• **Work to be completed**
Starting with the line that holds "Objective: one point per instance of the older man", copy out each remaining line of the listing below, up to and including the last one, and include nothing else.

• **Supplied information**
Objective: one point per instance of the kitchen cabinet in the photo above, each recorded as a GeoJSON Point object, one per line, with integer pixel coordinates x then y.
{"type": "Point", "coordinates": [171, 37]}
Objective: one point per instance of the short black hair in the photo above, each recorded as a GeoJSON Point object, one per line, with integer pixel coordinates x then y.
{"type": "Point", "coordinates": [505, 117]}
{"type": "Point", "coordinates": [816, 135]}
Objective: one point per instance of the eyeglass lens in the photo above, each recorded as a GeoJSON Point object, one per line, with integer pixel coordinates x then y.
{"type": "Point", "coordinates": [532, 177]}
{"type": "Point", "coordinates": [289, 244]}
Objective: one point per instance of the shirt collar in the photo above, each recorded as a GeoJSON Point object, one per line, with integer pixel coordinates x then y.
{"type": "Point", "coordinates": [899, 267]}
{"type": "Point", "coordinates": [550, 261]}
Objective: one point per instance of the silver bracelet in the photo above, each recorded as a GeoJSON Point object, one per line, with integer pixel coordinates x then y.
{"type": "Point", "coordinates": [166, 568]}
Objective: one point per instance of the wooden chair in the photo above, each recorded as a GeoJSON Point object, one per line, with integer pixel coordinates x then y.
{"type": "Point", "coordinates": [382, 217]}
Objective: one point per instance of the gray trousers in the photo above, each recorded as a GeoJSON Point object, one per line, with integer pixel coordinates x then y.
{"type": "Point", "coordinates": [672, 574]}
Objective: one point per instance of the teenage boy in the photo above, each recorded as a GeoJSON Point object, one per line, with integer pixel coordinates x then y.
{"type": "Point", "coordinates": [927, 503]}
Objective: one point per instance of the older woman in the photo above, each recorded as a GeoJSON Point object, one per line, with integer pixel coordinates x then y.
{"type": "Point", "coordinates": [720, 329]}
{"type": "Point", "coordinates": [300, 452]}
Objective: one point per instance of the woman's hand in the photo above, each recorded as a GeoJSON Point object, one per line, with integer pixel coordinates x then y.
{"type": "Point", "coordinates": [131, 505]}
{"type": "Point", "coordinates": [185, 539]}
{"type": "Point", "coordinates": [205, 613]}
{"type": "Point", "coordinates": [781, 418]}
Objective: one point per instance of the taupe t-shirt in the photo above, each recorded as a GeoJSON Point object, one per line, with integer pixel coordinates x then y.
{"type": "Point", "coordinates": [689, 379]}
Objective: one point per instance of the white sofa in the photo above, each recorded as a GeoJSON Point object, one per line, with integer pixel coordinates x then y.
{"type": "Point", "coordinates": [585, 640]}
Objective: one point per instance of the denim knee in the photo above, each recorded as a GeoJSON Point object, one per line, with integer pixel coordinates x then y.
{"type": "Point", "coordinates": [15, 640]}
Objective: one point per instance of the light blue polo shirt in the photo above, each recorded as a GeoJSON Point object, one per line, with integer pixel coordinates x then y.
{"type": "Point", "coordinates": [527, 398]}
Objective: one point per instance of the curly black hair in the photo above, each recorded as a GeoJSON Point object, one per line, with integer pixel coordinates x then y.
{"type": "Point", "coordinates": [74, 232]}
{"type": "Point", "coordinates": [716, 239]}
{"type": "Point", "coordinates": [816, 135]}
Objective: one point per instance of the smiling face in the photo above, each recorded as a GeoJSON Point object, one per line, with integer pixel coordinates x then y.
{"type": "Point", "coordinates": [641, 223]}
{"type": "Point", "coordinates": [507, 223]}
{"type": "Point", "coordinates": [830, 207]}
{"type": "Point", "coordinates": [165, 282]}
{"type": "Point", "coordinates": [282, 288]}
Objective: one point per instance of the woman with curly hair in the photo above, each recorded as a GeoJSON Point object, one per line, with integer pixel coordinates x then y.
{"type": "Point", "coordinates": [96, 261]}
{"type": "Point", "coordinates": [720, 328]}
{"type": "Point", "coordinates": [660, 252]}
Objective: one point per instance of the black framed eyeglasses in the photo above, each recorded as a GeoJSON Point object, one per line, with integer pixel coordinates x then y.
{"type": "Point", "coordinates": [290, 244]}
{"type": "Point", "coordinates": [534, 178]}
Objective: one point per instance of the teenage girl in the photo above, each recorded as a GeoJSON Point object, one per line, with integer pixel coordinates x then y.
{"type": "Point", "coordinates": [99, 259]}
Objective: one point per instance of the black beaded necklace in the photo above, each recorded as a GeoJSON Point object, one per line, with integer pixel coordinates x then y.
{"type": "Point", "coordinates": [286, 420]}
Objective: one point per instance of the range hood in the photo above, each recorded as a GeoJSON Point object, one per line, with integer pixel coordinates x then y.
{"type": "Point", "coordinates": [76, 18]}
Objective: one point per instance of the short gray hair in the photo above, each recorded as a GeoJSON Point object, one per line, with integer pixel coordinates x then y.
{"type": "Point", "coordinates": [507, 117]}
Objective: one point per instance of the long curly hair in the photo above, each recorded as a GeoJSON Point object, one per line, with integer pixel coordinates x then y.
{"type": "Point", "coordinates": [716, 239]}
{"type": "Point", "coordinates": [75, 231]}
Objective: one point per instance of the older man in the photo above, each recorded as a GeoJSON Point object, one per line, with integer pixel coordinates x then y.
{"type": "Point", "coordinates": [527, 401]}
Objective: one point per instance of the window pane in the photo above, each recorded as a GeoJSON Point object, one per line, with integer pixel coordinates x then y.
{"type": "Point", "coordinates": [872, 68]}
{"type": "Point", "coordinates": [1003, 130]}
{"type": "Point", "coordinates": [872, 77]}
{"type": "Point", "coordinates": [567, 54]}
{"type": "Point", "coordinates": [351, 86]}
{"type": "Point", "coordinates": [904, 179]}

• **Solved exercise**
Objective: one point per instance of the older man in the photo above, each recorded as a GeoJSON Point object, one per line, with integer pixel coordinates x then y.
{"type": "Point", "coordinates": [527, 401]}
Objective: one point per instance of the window pane in the photo above, each recorded as a GeoJSON Point object, one per line, with integer pixel coordinates x then y.
{"type": "Point", "coordinates": [872, 68]}
{"type": "Point", "coordinates": [1003, 130]}
{"type": "Point", "coordinates": [872, 77]}
{"type": "Point", "coordinates": [567, 54]}
{"type": "Point", "coordinates": [351, 86]}
{"type": "Point", "coordinates": [904, 179]}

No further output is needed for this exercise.